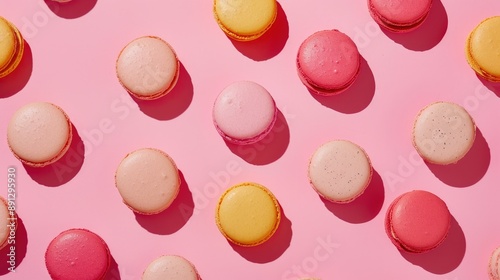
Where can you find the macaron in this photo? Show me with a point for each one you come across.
(245, 20)
(399, 15)
(39, 133)
(7, 217)
(417, 221)
(340, 171)
(248, 214)
(482, 49)
(244, 113)
(494, 265)
(328, 62)
(11, 47)
(148, 180)
(148, 68)
(77, 254)
(443, 133)
(170, 267)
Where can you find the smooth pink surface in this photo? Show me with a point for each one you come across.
(401, 11)
(39, 132)
(73, 65)
(147, 67)
(77, 254)
(340, 170)
(170, 267)
(148, 180)
(328, 61)
(419, 221)
(244, 112)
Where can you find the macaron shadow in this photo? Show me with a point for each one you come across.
(174, 217)
(470, 169)
(63, 170)
(270, 43)
(17, 80)
(173, 103)
(365, 207)
(444, 258)
(270, 148)
(72, 9)
(21, 247)
(493, 86)
(273, 248)
(426, 36)
(354, 99)
(113, 270)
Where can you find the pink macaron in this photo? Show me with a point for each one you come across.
(170, 267)
(340, 171)
(148, 68)
(399, 15)
(148, 180)
(244, 112)
(39, 134)
(328, 62)
(77, 254)
(494, 265)
(417, 221)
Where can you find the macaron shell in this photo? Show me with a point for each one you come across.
(11, 47)
(148, 67)
(494, 265)
(39, 133)
(443, 133)
(483, 49)
(328, 61)
(399, 15)
(5, 218)
(419, 221)
(148, 180)
(244, 112)
(340, 171)
(245, 20)
(77, 254)
(248, 214)
(170, 267)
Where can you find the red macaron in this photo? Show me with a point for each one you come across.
(417, 221)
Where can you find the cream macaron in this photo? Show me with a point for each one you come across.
(340, 171)
(148, 180)
(39, 133)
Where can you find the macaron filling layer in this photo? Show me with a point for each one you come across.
(245, 20)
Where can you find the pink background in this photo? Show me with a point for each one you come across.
(70, 62)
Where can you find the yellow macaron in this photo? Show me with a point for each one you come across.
(483, 49)
(245, 20)
(248, 214)
(11, 47)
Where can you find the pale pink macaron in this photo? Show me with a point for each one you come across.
(244, 112)
(443, 133)
(7, 217)
(340, 171)
(494, 265)
(148, 67)
(170, 267)
(39, 133)
(148, 180)
(328, 62)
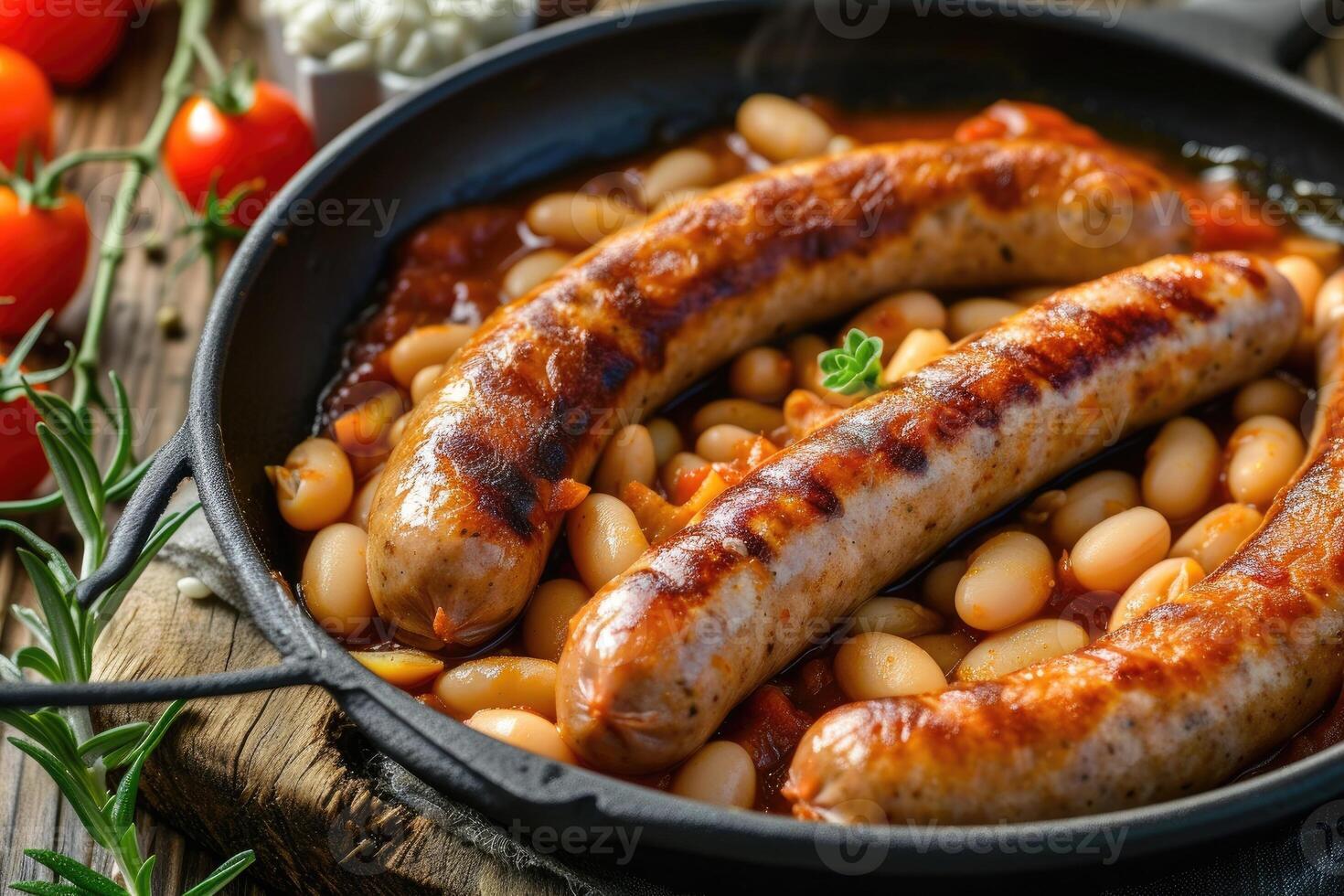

+ + + + +

SHORT EXERCISE — How many of the lines above contain the string "pink"? Case counts. Reply with the number only.

THE SOLUTION — 4